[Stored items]

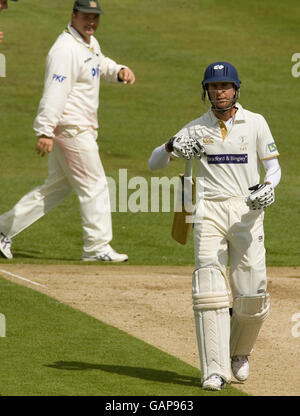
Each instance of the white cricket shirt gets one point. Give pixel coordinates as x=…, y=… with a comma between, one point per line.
x=233, y=158
x=72, y=83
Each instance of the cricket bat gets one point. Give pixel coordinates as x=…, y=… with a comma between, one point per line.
x=181, y=229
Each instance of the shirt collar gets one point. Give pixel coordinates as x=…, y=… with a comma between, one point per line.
x=77, y=36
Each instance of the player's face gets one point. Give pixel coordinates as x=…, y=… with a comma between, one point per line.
x=85, y=23
x=3, y=5
x=221, y=93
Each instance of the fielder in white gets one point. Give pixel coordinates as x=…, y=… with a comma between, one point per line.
x=66, y=126
x=229, y=144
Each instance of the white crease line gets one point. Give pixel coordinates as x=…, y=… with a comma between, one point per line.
x=22, y=278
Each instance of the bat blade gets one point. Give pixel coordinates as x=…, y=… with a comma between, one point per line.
x=181, y=229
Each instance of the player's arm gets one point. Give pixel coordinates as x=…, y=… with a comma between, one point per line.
x=44, y=145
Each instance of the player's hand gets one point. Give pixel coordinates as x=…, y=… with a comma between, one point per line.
x=126, y=75
x=44, y=145
x=186, y=147
x=262, y=196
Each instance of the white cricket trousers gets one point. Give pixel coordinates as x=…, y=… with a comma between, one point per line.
x=228, y=233
x=74, y=164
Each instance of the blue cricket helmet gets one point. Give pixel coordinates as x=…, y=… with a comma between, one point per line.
x=221, y=72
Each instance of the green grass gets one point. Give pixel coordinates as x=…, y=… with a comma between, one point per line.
x=168, y=44
x=51, y=349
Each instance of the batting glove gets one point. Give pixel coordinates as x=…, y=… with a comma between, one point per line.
x=262, y=196
x=185, y=147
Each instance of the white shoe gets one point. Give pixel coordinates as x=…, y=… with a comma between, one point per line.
x=213, y=382
x=240, y=367
x=109, y=256
x=5, y=246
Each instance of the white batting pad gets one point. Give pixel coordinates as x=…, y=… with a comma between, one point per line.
x=212, y=320
x=249, y=313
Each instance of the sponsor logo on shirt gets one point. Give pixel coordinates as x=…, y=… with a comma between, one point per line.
x=272, y=147
x=208, y=140
x=59, y=78
x=227, y=158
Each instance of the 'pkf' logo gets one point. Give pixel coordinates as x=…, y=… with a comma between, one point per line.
x=218, y=66
x=2, y=65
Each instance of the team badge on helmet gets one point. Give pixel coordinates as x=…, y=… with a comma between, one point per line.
x=221, y=72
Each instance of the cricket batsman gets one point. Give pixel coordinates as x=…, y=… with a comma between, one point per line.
x=229, y=144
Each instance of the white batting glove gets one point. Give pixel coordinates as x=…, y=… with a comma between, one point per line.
x=186, y=147
x=262, y=196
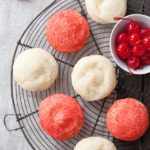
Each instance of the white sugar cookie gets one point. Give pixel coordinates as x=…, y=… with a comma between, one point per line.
x=93, y=77
x=103, y=11
x=95, y=143
x=35, y=69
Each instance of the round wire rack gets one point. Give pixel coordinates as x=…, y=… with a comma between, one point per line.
x=26, y=103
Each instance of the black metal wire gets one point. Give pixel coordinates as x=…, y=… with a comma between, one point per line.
x=26, y=103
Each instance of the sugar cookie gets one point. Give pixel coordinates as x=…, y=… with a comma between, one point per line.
x=67, y=31
x=103, y=11
x=93, y=77
x=61, y=116
x=35, y=69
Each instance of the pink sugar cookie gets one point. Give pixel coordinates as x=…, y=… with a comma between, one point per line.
x=61, y=116
x=67, y=31
x=127, y=119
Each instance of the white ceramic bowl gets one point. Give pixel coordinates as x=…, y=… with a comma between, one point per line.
x=144, y=21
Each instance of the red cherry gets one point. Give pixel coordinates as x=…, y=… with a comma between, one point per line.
x=145, y=59
x=134, y=39
x=138, y=50
x=133, y=62
x=144, y=32
x=133, y=27
x=123, y=51
x=146, y=43
x=122, y=37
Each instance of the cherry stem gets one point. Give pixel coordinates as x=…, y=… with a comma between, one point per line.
x=131, y=73
x=119, y=18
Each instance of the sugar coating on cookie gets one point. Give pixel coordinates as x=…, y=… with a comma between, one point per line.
x=67, y=31
x=61, y=116
x=93, y=77
x=35, y=69
x=95, y=143
x=103, y=11
x=127, y=119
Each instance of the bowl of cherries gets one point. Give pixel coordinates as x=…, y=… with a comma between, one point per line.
x=130, y=43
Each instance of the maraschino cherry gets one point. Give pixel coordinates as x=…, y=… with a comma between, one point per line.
x=122, y=37
x=134, y=39
x=146, y=43
x=133, y=62
x=138, y=50
x=144, y=32
x=145, y=59
x=123, y=51
x=134, y=46
x=132, y=27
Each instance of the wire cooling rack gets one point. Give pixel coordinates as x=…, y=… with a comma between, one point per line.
x=26, y=103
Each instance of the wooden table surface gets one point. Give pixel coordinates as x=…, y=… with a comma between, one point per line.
x=15, y=15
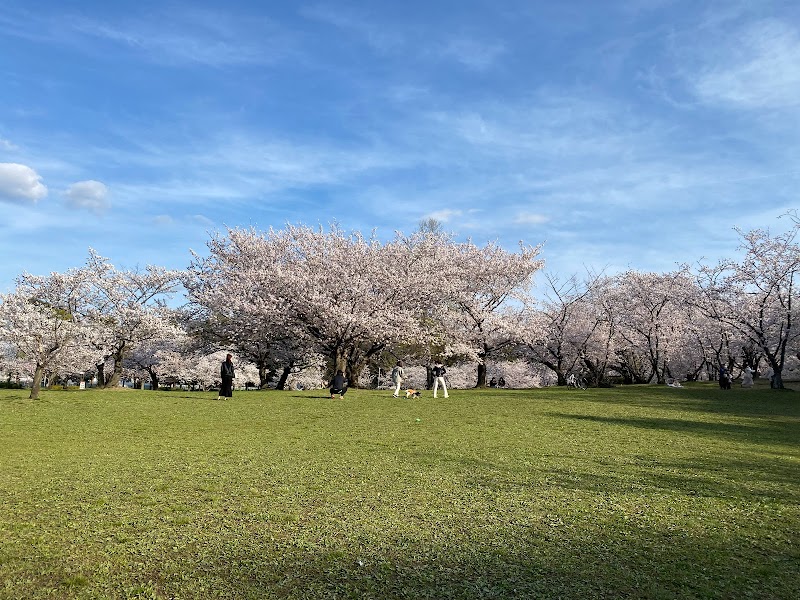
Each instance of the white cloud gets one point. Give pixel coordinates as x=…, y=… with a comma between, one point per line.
x=20, y=183
x=88, y=195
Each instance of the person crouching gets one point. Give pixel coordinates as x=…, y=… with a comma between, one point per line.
x=338, y=384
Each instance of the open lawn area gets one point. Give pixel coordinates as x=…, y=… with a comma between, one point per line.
x=635, y=492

== Exercise instructions ==
Write the data out again word for word; leave the pictures behind.

== Solution below ==
Each instance of the white cricket shirt gets one point. Give pixel coordinates as x=…, y=… with a comma between, one point per line.
x=233, y=158
x=72, y=83
Each instance of the cricket bat gets one point. Give pixel coordinates as x=…, y=… with a comma between, one point per line.
x=181, y=229
Each instance of the shirt collar gets one point. Give pixel coordinates as x=…, y=… with a comma between, one point per line.
x=77, y=36
Each instance of the player's face gets one point. Give pixel coordinates as x=…, y=… with a comma between, one point per line.
x=85, y=23
x=3, y=5
x=221, y=93
Each instance of the fielder in white gets one point. Give pixel coordinates as x=…, y=… with a comma between, one point per line.
x=66, y=126
x=229, y=144
Each instance of the white crease line gets one point. Give pixel coordinates as x=…, y=… with a comma between, one point per line.
x=22, y=278
Each instance of the bat blade gets one point. Give pixel coordinates as x=…, y=… with a comma between, one point per line.
x=181, y=229
Each instance of the player's arm gets one point. Give pixel coordinates as x=…, y=… with a comma between, one point per line.
x=44, y=145
Each instance of the player's hand gets one point. Give pixel coordinates as x=…, y=… with a comma between, one point per line.
x=126, y=75
x=44, y=145
x=186, y=147
x=262, y=196
Each instance of the white cricket trousers gets one point. Give pixel coordinates as x=…, y=… with a comma between, one point per line.
x=228, y=233
x=74, y=164
Each instance of the blue cricket helmet gets one point. Give pixel coordinates as x=…, y=… with a comma between, one point per line.
x=221, y=72
Each instance of the green grass gets one point. Give pixel coordinates as x=…, y=… with a comma between, one point per line.
x=168, y=44
x=51, y=349
Each instance of the batting glove gets one point. Give pixel coordinates as x=…, y=… with a comma between, one point per line.
x=262, y=196
x=185, y=147
Each instance of the white shoe gets one point. Give pixel coordinates as x=…, y=… with a comma between, one point per line.
x=213, y=382
x=240, y=367
x=109, y=256
x=5, y=246
Each instance of the white batting pad gets one point. Give pixel coordinates as x=…, y=… with a comma between, one point per line.
x=212, y=320
x=249, y=313
Each instance of the sponsor logo on shirt gets one point. Give pixel coordinates as x=…, y=… with a comma between, one point per line.
x=272, y=147
x=208, y=140
x=59, y=78
x=227, y=158
Each instance of the 'pkf' logo gets one point. Give pixel coordinates as x=…, y=… with a comma between, one point per line.
x=218, y=66
x=2, y=65
Each instance of the team badge on helmet gets one point. Give pixel coordinates as x=…, y=… with a comma between, one point per line.
x=221, y=72
Each instance of the cricket batsman gets one point. Give pixel coordinates as x=…, y=… with a comma between, one point per line.
x=229, y=144
Each instance of the white batting glove gets one point. Give pixel coordinates as x=…, y=… with a comma between, one point per line.
x=186, y=147
x=262, y=196
Each instance of the white sugar cookie gets one point. Give pixel coordinates as x=…, y=… with a comma between, one point per line.
x=93, y=77
x=103, y=11
x=95, y=143
x=35, y=69
Each instance of the round wire rack gets one point. Give pixel coordinates as x=…, y=… with a comma between, one point per line.
x=26, y=103
Each instance of the black metal wire gets one point. Give pixel coordinates as x=…, y=… with a comma between, one point per line.
x=26, y=103
Each instance of the sugar cookie gets one point. Give pixel coordinates as x=…, y=… with a comma between, one point per line.
x=67, y=31
x=103, y=11
x=93, y=77
x=61, y=116
x=35, y=69
Each instance of the pink sugar cookie gets one point. Give pixel coordinates as x=…, y=… with a comma between, one point per line.
x=61, y=116
x=67, y=31
x=127, y=119
Each instance of the white ceramic bowl gets one point. Give pixel coordinates as x=…, y=… with a comma between, one point per line.
x=144, y=21
Each instance of the red cherry gets one point. Give pixel coordinates as x=…, y=… with a comma between, one point per line.
x=145, y=59
x=134, y=39
x=138, y=50
x=133, y=62
x=144, y=32
x=133, y=27
x=123, y=51
x=146, y=43
x=122, y=37
Each instance of the cherry stem gets one point. Give pixel coordinates as x=…, y=… with a comma between, one point per line.
x=131, y=73
x=119, y=18
Each instance of the sugar coating on cookie gets one point. Give pixel coordinates as x=…, y=… with a comma between, one point per line.
x=67, y=31
x=61, y=116
x=93, y=77
x=35, y=69
x=95, y=143
x=103, y=11
x=127, y=119
Each instance of the bowl of cherries gets one point. Give pixel coordinates as x=…, y=… with a comma between, one point per line.
x=130, y=43
Each instance of the maraschino cherry gets one point. Give pixel coordinates as x=…, y=… with a comma between, one point per line.
x=122, y=37
x=134, y=39
x=146, y=43
x=133, y=62
x=138, y=50
x=144, y=32
x=145, y=59
x=123, y=51
x=134, y=46
x=132, y=27
Each instance of the wire cooling rack gets one point. Give pixel coordinates as x=…, y=… with a comma between, one point per line.
x=26, y=103
Each instance of the wooden table surface gets one point. Give pixel coordinates as x=…, y=… with a comma between, one point per line.
x=15, y=15
Each instance of the white cloud gets one point. Give pixel coordinates as x=…, y=… with a comma between, one point per line.
x=20, y=183
x=88, y=195
Each instance of the person crouching gets one point. Give pixel coordinates as x=…, y=… with a comma between, one point per line.
x=338, y=384
Each instance of the open lawn area gets one point. Give pixel coordinates as x=…, y=… with a comma between, one point per line.
x=635, y=492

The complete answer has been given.